## Begin The data

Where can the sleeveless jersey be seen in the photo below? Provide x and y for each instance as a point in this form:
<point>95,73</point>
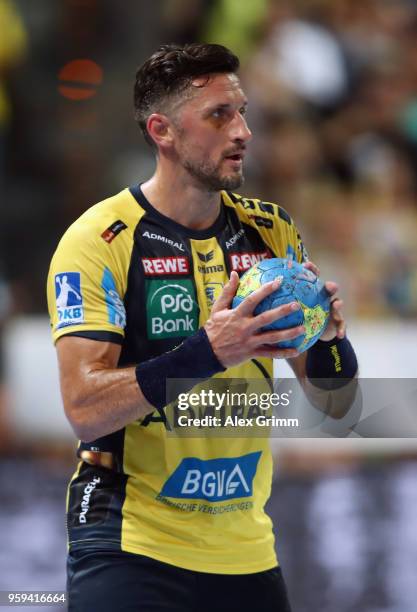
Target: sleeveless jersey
<point>125,273</point>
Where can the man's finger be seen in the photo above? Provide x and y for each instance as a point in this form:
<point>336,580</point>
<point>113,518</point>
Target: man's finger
<point>250,303</point>
<point>278,335</point>
<point>229,290</point>
<point>331,287</point>
<point>312,266</point>
<point>275,353</point>
<point>269,316</point>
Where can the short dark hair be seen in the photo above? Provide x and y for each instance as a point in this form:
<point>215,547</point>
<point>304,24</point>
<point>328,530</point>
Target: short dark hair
<point>169,72</point>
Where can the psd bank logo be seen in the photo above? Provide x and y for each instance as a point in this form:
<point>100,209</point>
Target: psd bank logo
<point>69,301</point>
<point>171,307</point>
<point>213,479</point>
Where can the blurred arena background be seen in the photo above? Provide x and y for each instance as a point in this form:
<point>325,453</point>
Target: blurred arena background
<point>333,106</point>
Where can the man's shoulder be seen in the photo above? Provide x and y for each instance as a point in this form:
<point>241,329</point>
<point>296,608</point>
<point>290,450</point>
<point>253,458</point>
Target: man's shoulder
<point>106,219</point>
<point>254,208</point>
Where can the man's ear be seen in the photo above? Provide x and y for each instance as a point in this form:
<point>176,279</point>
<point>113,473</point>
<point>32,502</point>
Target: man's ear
<point>160,130</point>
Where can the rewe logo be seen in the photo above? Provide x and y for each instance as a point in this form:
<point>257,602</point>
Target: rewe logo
<point>154,266</point>
<point>243,261</point>
<point>172,310</point>
<point>213,479</point>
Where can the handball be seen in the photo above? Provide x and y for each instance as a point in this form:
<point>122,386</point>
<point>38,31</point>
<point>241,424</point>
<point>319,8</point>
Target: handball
<point>298,285</point>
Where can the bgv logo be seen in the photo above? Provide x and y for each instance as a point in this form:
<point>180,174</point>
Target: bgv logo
<point>213,479</point>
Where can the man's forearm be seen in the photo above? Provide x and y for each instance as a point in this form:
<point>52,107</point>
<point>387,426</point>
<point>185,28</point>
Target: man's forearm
<point>107,400</point>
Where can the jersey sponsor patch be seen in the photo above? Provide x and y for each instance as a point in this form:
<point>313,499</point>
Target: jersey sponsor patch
<point>243,261</point>
<point>212,292</point>
<point>234,238</point>
<point>111,232</point>
<point>154,266</point>
<point>213,479</point>
<point>115,307</point>
<point>69,301</point>
<point>262,221</point>
<point>171,307</point>
<point>165,239</point>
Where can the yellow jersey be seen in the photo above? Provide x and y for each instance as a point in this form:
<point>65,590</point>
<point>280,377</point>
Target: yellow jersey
<point>125,273</point>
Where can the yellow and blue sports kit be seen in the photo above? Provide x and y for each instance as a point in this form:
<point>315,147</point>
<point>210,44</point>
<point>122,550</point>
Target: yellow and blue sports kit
<point>125,273</point>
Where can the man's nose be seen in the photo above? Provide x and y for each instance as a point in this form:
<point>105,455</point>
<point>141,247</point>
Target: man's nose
<point>240,130</point>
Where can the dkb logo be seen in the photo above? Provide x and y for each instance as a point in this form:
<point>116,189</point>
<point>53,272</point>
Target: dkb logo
<point>172,310</point>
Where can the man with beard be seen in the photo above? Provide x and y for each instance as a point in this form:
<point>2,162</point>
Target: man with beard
<point>158,522</point>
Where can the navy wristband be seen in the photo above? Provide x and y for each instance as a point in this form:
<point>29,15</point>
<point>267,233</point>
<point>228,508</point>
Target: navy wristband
<point>331,364</point>
<point>193,359</point>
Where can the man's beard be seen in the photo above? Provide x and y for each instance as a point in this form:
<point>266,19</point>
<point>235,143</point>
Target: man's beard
<point>209,176</point>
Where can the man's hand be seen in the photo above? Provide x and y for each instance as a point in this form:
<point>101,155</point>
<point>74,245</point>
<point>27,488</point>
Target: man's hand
<point>235,334</point>
<point>336,326</point>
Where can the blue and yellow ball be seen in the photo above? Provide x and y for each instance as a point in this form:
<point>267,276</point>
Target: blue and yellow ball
<point>298,285</point>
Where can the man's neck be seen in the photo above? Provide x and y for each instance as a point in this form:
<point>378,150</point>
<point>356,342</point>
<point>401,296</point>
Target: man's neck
<point>176,197</point>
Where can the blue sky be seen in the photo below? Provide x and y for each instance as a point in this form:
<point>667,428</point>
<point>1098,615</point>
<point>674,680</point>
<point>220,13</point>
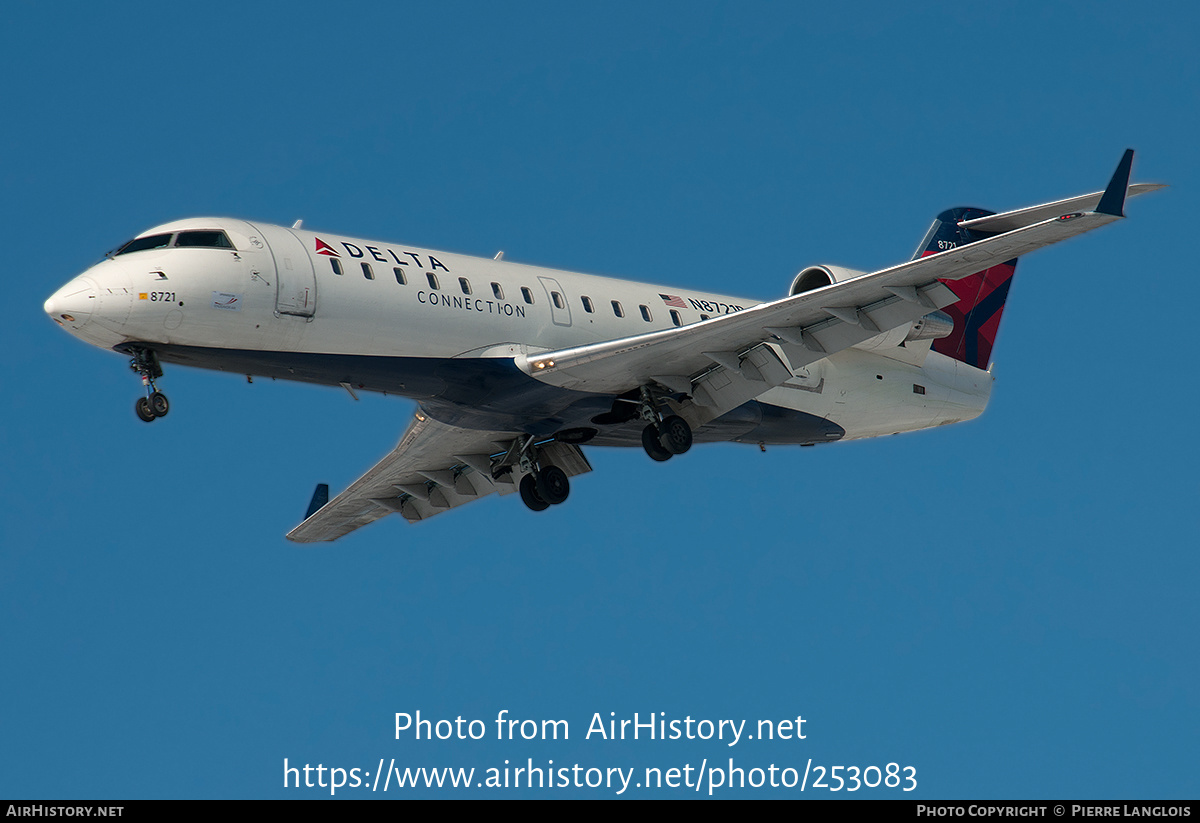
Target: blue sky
<point>1007,606</point>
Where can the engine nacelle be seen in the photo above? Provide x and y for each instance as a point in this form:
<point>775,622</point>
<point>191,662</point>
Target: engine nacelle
<point>815,277</point>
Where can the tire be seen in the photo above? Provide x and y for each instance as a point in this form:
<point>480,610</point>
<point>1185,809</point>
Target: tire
<point>552,485</point>
<point>676,434</point>
<point>529,494</point>
<point>653,445</point>
<point>159,404</point>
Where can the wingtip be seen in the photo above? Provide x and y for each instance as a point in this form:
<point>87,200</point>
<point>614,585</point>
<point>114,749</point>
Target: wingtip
<point>319,498</point>
<point>1113,200</point>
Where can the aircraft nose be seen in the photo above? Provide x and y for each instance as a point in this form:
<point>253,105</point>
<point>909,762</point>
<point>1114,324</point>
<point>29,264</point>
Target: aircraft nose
<point>73,304</point>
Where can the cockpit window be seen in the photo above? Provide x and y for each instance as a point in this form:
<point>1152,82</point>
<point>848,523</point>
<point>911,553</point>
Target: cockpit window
<point>143,244</point>
<point>203,239</point>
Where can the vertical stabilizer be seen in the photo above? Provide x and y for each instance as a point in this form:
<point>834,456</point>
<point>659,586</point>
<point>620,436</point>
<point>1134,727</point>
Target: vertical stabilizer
<point>981,295</point>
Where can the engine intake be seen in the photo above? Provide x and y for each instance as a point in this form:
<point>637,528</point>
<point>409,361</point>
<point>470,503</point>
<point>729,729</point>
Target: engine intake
<point>815,277</point>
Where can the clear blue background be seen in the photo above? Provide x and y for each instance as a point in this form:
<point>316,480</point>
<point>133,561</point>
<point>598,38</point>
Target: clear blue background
<point>1008,605</point>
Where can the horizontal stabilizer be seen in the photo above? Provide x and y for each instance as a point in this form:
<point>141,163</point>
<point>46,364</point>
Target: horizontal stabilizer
<point>1008,221</point>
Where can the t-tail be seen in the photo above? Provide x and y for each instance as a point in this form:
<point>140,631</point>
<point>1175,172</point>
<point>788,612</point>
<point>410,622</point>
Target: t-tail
<point>981,295</point>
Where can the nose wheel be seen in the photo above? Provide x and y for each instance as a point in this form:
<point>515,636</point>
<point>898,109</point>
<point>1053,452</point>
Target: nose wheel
<point>155,403</point>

## End The data

--- Exercise directions ---
Rewrite all of the entries above, replacing "for each instance" with "for every occurrence" and leaving everything else as it is. Leave the pictures out.

--- The completed task ---
Where can the sleeveless jersey be seen in the photo below? Provide x and y for every occurrence as a point in this form:
<point>95,73</point>
Target: sleeveless jersey
<point>125,273</point>
Where can the man's finger be seen in the photo above? Provide x and y for every occurrence as a point in this form:
<point>336,580</point>
<point>113,518</point>
Target: man's finger
<point>250,303</point>
<point>278,335</point>
<point>229,290</point>
<point>331,287</point>
<point>312,266</point>
<point>275,353</point>
<point>269,316</point>
Where can the short dark hair be seen in the photo above? Provide x and y for every occurrence as a point in this form:
<point>215,547</point>
<point>304,24</point>
<point>328,530</point>
Target: short dark hair
<point>169,72</point>
Where can the psd bank logo be seen in the photo above? Provide x and y for every occurrence as a point in this form:
<point>100,209</point>
Target: psd bank logo
<point>69,301</point>
<point>171,307</point>
<point>213,479</point>
Where can the blurred arena background be seen in the photo above? Provide x and y for every occurrence as a point in this form:
<point>325,453</point>
Target: blurred arena background
<point>333,106</point>
Where can the man's shoulder be seen in the photo above? Provide x and y for every occurrence as a point in this form:
<point>241,329</point>
<point>296,608</point>
<point>290,450</point>
<point>253,458</point>
Target: man's shoulder
<point>106,219</point>
<point>254,208</point>
Where can the man's ear be seen in the photo above? Provide x and y for every occurrence as a point in this form:
<point>176,279</point>
<point>113,473</point>
<point>32,502</point>
Target: man's ear
<point>160,130</point>
Where can the rewe logo be seen in the photo above? Provide x and y for every occurrence as a point in this form:
<point>257,602</point>
Target: rewe logo
<point>154,266</point>
<point>243,261</point>
<point>172,310</point>
<point>213,479</point>
Where can the handball be seen in the photo above? Provide x and y for every occurrence as a point in this form:
<point>122,386</point>
<point>38,31</point>
<point>241,424</point>
<point>319,8</point>
Target: handball
<point>298,285</point>
Where can the bgv logo be seen in the photo above? Provide x and y for every occurrence as a point in this form:
<point>180,174</point>
Target: bgv logo
<point>213,479</point>
Where can the man's forearm be seen in the photo above? Provide x and y for every occurrence as a point in this form:
<point>52,107</point>
<point>387,426</point>
<point>185,28</point>
Target: man's forearm
<point>107,400</point>
Where can the jersey sponsor patch be seen in the photo above? Provide x and y for every occurrence as a point in this form:
<point>313,499</point>
Target: jersey sponsor patch
<point>243,261</point>
<point>212,292</point>
<point>234,238</point>
<point>111,232</point>
<point>154,266</point>
<point>213,479</point>
<point>115,307</point>
<point>69,301</point>
<point>262,221</point>
<point>171,307</point>
<point>165,239</point>
Where can the yellow jersey be seen in the photo above? Provide x and y for every occurrence as a point in this form:
<point>65,590</point>
<point>280,377</point>
Target: yellow jersey
<point>125,273</point>
Where can the yellow and blue sports kit be seen in the photo above? Provide x and y for every occurrence as a point in this form:
<point>315,147</point>
<point>210,44</point>
<point>122,550</point>
Target: yellow and blue sports kit
<point>125,273</point>
Where can the man's nose be seen in the photo above? Provide x and y for every occurrence as a point in this form:
<point>105,455</point>
<point>141,247</point>
Target: man's nose
<point>240,130</point>
Where can the dkb logo be seen in the photo above? Provide x and y for every occurrence as a point in this form:
<point>116,189</point>
<point>53,272</point>
Target: dkb logo
<point>172,310</point>
Where can the man with beard be seen in the photo above? Provide x and y for every occurrence as a point in this form:
<point>2,162</point>
Target: man with beard
<point>158,522</point>
Where can the navy wristband be seen in the photo above? Provide x and y for every occurrence as a point in this form:
<point>29,15</point>
<point>267,233</point>
<point>228,508</point>
Target: navy wristband
<point>331,364</point>
<point>193,359</point>
Where can the man's beard be seen in the photo above? Provide x and y for every occurrence as a point in this form:
<point>266,19</point>
<point>235,143</point>
Target: man's beard
<point>209,176</point>
Where can the man's hand be seen in the photo above? Provide x and y for every occurrence as a point in this form:
<point>101,155</point>
<point>74,245</point>
<point>27,488</point>
Target: man's hand
<point>235,334</point>
<point>336,326</point>
Where can the blue and yellow ball be seen in the photo above? Provide x and y for every occurrence as a point in this form:
<point>267,276</point>
Target: blue and yellow ball
<point>298,285</point>
Where can the man's neck be seen in the photo above? Provide x and y for every occurrence as a point in this form:
<point>378,150</point>
<point>356,342</point>
<point>401,296</point>
Target: man's neck
<point>176,197</point>
Where can the blue sky be seen in the photo below? Provide x and y for every occurrence as a point in this form:
<point>667,428</point>
<point>1098,615</point>
<point>674,680</point>
<point>220,13</point>
Target: blue sky
<point>1007,606</point>
Where can the engine nacelle be seen in the photo above? Provide x and y for every occurrence as a point in this form:
<point>775,622</point>
<point>191,662</point>
Target: engine nacelle
<point>815,277</point>
Where can the tire be seen in the photo above? Provide x and y for every occurrence as a point in this form:
<point>480,610</point>
<point>1185,809</point>
Target: tire
<point>552,485</point>
<point>676,434</point>
<point>529,494</point>
<point>653,445</point>
<point>159,404</point>
Where can the wingtip be seen in the photo above? Provide x and y for every occurrence as a point in this form:
<point>87,200</point>
<point>614,585</point>
<point>114,749</point>
Target: wingtip
<point>319,498</point>
<point>1113,200</point>
Where can the aircraft nose be seen in the photo above? Provide x and y for every occurrence as a point in this form:
<point>253,105</point>
<point>909,762</point>
<point>1114,324</point>
<point>29,264</point>
Target: aircraft nose
<point>73,304</point>
Where can the cockpit window be seen in the photo above? Provide x and y for every occurrence as a point in this form:
<point>1152,82</point>
<point>848,523</point>
<point>911,553</point>
Target: cockpit window
<point>143,244</point>
<point>203,239</point>
Where can the vertical stabilizer be seen in the photo above? Provide x and y for every occurrence as a point in this form:
<point>834,456</point>
<point>659,586</point>
<point>620,436</point>
<point>1134,727</point>
Target: vertical stabilizer
<point>981,295</point>
Where can the engine intake be seen in the photo above? Provide x and y for every occurrence as a point in this form:
<point>637,528</point>
<point>409,361</point>
<point>470,503</point>
<point>729,729</point>
Target: engine intake
<point>815,277</point>
Where can the clear blue background be seen in the photo above? Provide x and y for every occurrence as a point in this form:
<point>316,480</point>
<point>133,561</point>
<point>598,38</point>
Target: clear blue background
<point>1008,605</point>
Where can the horizontal stabilizer be seen in the photo above? Provide x and y for every occurrence as a point in this form:
<point>141,163</point>
<point>46,364</point>
Target: horizontal stabilizer
<point>1008,221</point>
Where can the t-tail be seen in the photo above? Provide x and y for every occurrence as a point in this form:
<point>140,631</point>
<point>1175,172</point>
<point>788,612</point>
<point>410,622</point>
Target: t-tail
<point>981,295</point>
Where can the nose wheel be seen in the photo above? Provide x and y for every occurrence as a point in this form:
<point>515,636</point>
<point>898,109</point>
<point>1053,452</point>
Target: nose wheel
<point>155,403</point>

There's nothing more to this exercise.